Point localization data:
== Segment start ==

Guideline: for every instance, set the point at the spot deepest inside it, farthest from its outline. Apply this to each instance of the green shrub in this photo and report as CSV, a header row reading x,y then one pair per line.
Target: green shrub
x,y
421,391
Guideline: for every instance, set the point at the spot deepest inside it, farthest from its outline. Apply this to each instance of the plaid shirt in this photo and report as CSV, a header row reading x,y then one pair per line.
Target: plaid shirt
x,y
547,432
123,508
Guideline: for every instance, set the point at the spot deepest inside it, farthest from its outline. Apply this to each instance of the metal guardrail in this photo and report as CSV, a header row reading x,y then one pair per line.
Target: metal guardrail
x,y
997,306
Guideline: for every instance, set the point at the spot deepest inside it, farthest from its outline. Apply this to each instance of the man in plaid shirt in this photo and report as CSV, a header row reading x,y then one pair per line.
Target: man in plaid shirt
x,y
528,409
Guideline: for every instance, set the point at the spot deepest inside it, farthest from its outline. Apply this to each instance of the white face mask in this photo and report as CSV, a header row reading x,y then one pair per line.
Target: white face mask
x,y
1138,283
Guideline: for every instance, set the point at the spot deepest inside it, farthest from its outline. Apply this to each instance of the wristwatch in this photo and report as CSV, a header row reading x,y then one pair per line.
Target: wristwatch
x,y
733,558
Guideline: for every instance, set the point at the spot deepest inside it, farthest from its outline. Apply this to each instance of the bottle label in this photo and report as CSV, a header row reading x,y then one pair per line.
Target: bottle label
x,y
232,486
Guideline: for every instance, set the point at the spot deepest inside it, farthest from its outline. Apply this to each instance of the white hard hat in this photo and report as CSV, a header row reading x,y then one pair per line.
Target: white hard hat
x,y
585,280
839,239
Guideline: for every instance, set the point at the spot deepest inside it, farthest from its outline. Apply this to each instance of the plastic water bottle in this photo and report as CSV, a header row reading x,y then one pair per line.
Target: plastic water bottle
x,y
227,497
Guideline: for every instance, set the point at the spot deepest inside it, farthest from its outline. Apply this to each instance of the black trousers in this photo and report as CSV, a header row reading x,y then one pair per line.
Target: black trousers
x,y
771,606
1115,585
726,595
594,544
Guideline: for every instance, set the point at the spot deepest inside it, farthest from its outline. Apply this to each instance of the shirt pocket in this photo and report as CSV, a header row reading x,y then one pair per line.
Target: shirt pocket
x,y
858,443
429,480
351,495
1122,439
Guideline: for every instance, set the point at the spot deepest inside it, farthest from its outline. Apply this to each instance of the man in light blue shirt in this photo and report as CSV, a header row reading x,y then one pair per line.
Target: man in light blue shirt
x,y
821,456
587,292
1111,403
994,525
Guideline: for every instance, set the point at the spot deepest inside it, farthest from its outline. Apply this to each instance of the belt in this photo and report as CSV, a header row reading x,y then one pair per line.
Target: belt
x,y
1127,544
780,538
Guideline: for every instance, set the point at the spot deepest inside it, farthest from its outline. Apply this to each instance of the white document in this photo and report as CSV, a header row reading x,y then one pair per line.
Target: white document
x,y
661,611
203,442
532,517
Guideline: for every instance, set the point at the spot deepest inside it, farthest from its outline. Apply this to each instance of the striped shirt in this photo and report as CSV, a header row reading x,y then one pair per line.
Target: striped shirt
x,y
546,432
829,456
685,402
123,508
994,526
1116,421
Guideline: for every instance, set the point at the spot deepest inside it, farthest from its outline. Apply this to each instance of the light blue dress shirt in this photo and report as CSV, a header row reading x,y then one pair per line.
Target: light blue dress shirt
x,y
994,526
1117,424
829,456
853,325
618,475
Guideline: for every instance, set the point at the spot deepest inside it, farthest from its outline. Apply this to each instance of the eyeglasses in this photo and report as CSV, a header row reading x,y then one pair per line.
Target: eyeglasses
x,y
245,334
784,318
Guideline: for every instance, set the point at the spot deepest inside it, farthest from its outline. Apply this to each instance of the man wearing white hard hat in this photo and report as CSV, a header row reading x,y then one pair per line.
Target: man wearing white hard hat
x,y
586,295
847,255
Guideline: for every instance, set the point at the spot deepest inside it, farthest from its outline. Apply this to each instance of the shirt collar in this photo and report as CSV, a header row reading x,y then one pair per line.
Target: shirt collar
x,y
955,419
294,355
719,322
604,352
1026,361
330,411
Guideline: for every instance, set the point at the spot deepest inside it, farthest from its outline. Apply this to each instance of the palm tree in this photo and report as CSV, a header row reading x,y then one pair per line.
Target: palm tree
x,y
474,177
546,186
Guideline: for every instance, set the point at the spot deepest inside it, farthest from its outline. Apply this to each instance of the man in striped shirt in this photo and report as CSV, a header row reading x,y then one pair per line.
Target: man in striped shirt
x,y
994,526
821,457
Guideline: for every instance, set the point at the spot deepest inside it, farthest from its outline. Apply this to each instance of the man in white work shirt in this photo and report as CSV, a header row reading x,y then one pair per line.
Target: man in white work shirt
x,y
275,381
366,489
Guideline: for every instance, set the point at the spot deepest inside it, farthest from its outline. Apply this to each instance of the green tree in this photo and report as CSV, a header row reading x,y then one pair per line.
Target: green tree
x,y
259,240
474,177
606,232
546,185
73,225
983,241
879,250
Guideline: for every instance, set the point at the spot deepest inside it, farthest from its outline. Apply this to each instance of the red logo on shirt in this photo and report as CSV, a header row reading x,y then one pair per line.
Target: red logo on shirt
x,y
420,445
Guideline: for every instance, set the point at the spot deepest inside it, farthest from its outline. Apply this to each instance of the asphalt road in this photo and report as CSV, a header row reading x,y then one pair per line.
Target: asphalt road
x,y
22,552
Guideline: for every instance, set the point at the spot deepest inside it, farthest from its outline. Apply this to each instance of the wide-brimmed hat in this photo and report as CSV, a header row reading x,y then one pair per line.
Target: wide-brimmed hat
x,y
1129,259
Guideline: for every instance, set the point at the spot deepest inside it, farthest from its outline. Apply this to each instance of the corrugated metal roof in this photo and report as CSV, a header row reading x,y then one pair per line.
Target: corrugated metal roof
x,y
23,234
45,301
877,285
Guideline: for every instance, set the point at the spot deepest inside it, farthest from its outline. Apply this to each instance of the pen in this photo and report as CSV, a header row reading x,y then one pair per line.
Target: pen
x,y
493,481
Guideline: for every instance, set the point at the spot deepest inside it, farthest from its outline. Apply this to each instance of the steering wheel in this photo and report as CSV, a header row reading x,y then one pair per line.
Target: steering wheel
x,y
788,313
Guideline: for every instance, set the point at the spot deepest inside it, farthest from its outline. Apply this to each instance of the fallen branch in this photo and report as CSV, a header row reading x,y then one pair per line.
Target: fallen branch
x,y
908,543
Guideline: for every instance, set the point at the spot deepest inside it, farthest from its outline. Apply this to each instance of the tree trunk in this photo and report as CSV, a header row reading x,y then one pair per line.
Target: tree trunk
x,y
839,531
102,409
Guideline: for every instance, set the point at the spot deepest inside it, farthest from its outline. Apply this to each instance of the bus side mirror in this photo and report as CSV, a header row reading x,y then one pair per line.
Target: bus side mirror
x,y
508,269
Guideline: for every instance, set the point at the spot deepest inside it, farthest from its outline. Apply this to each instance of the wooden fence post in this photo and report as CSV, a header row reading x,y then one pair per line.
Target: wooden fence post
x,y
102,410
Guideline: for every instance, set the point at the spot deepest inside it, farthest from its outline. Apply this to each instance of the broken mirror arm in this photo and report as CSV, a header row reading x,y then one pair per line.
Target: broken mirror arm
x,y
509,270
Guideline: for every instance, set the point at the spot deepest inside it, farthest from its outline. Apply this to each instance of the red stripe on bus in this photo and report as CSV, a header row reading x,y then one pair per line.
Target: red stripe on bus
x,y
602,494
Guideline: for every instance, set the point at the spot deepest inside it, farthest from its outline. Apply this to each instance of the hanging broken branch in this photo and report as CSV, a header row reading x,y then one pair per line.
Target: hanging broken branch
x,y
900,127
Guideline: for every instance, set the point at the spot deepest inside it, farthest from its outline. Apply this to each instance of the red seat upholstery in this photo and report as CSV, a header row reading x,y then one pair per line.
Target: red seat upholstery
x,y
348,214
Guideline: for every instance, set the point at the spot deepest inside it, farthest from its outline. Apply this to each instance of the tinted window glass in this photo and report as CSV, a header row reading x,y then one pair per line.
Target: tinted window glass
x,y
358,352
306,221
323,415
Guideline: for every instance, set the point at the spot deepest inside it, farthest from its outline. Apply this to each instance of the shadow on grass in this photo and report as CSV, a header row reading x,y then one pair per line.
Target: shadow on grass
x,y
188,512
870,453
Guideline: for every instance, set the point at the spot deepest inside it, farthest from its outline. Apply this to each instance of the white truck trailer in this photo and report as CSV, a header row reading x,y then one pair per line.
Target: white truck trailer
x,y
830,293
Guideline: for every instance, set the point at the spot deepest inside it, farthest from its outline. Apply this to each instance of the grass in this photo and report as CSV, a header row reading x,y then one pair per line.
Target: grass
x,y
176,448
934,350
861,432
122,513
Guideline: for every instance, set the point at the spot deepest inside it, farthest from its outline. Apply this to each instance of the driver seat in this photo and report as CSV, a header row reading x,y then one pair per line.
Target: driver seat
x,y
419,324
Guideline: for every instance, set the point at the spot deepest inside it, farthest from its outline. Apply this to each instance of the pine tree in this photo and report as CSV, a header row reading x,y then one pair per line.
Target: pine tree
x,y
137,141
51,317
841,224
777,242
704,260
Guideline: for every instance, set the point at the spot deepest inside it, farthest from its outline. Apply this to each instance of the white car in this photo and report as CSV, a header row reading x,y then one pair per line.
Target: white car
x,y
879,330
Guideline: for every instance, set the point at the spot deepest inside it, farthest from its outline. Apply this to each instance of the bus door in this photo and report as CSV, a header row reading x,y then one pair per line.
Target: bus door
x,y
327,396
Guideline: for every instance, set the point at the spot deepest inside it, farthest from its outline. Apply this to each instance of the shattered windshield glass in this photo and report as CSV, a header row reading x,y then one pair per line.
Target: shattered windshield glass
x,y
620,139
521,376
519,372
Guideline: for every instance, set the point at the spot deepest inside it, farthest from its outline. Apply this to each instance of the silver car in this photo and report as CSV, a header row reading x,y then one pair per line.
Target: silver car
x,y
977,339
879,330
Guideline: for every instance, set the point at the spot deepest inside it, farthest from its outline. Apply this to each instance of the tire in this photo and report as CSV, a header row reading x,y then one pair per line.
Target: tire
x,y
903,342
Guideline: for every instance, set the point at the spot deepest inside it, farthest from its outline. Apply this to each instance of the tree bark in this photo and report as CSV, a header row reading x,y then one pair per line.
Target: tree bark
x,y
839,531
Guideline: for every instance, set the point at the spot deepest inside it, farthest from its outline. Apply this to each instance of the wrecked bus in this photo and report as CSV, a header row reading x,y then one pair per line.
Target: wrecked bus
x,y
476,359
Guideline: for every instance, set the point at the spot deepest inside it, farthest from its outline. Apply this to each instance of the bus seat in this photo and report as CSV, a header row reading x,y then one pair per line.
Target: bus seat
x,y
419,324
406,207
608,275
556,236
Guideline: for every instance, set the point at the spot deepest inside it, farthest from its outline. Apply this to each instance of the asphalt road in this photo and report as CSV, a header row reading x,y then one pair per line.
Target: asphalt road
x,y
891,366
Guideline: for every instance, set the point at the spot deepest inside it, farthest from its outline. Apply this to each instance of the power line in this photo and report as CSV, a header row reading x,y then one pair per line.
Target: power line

== Segment end ==

From the records above, copy each line that contains the word "power".

Guideline: for every instance, set the point at the spot deepest inside it, farthest from its outline. Apply this to each instance of the power line in this photo and report as CSV, a header row reading x,y then one pair per line.
Target: power line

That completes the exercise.